• **Problems to solve**:
[a] Quote everything from "Conversely, the opposite" down to "it to them?" in the essay on inspiring youth, word for word.
[b] Extend the essay on inspiring youth, picking up right after its final sentence.

Friday, February 7, 2014

Family First: The Fountain of Inspiration for the Youth.....By: Darrell Braxton #195722

For our youth to be loftily inspired it is critical that they have a sense of self.  According to the Merriam Webster Dictionary, to inspire is defined as: to influence, move, or guide by divine or supernatural inspiration. (2): to exert an animating, enlivening, or exalting influence upon.  The etymology of this awesome word inspire has its roots in Middle English, from Old French, and Latin “inspirare” meaning into + spirare, meaning to breathe. So inspire essentially means to breathe into, not unlike the breath of life our creator imbued man with. What greater center of operation from which one can proceed in life than from their true self, the divine principle within them.

Conversely, the opposite of inspiration is indifference, coldness, inattention, and apathy, which in our communities has bred disdain, contempt, and recklessness.  Where the highest ambitions of a segment of our young people are not college and harnessing the power of idealism to be our future leaders of tomorrow, but rather it is celebrating the hallmark of reaching twenty-one, because the expectations of making it to that age for our children in this age and time is very slim.  The nexus between that grim reality and a abject absence of a sense of self is beyond apparent.  We know what inspiration is and are assuredly convince that our young people must have more than a does of it to turn the bleak statistics that we are all aware of around.  But the question is, how do we get it to them?

• **Extracted records**:
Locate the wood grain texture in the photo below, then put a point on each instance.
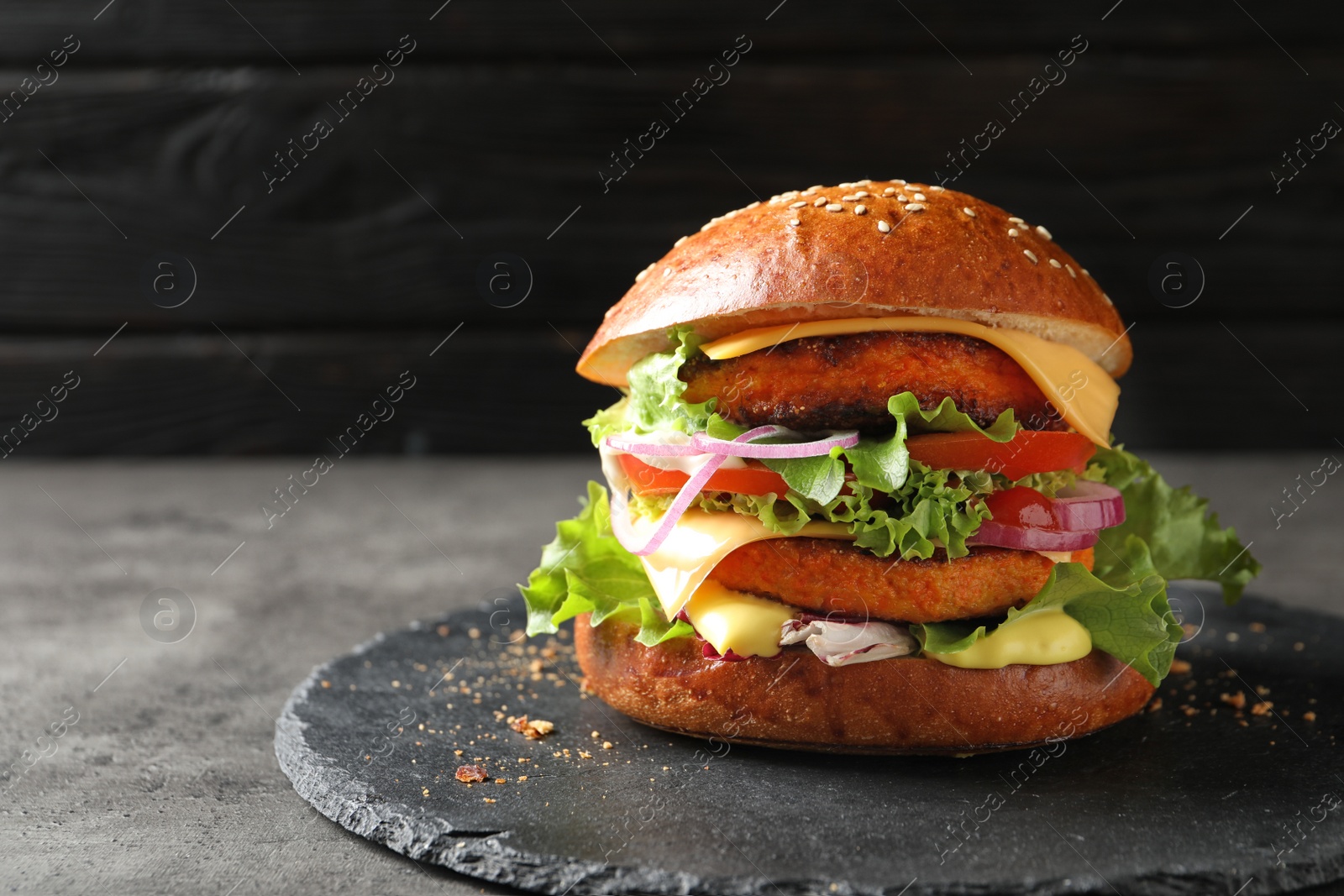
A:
(170, 156)
(304, 29)
(511, 391)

• **Task-by-task outputs**:
[a]
Conversely, the opposite of inspiration is indifference, coldness, inattention, and apathy, which in our communities has bred disdain, contempt, and recklessness.  Where the highest ambitions of a segment of our young people are not college and harnessing the power of idealism to be our future leaders of tomorrow, but rather it is celebrating the hallmark of reaching twenty-one, because the expectations of making it to that age for our children in this age and time is very slim.  The nexus between that grim reality and a abject absence of a sense of self is beyond apparent.  We know what inspiration is and are assuredly convince that our young people must have more than a does of it to turn the bleak statistics that we are all aware of around.  But the question is, how do we get it to them?

[b]
Firstly, we must understand that the spectrum of identity has various parts, and those parts must cohesively blend into each other for the health of the self.  There is one self, with many differentiating aspects: you have the essence of who we are; the spirit, our core our center.  Then we have our immediate family, friends, community, and nation.

All of these comprise our collective identity, they combined, are where we derive our sense of self.  We must take care to ensure that they are full of breath (inspiration), robust and strong.  Breathlessness cannot inspire.

Whatever disconnection or disease existing in our youth, it is only a reflection of that disconnection and disease that exist in our society at large.  Our young people are not raised in a vacuum, they are not an island unto themselves. Sadly many of the symptoms of mal-adjustment that we witness in the headlines of our media are a forecast into a greater problem plaguing our homes, communities, and nation; it is the proverbial dead canary in the mine that acts as a dire warning that there is danger.  We have become poor examples as adults, asthmatic in our efforts as models that inspire.  The onus is on us.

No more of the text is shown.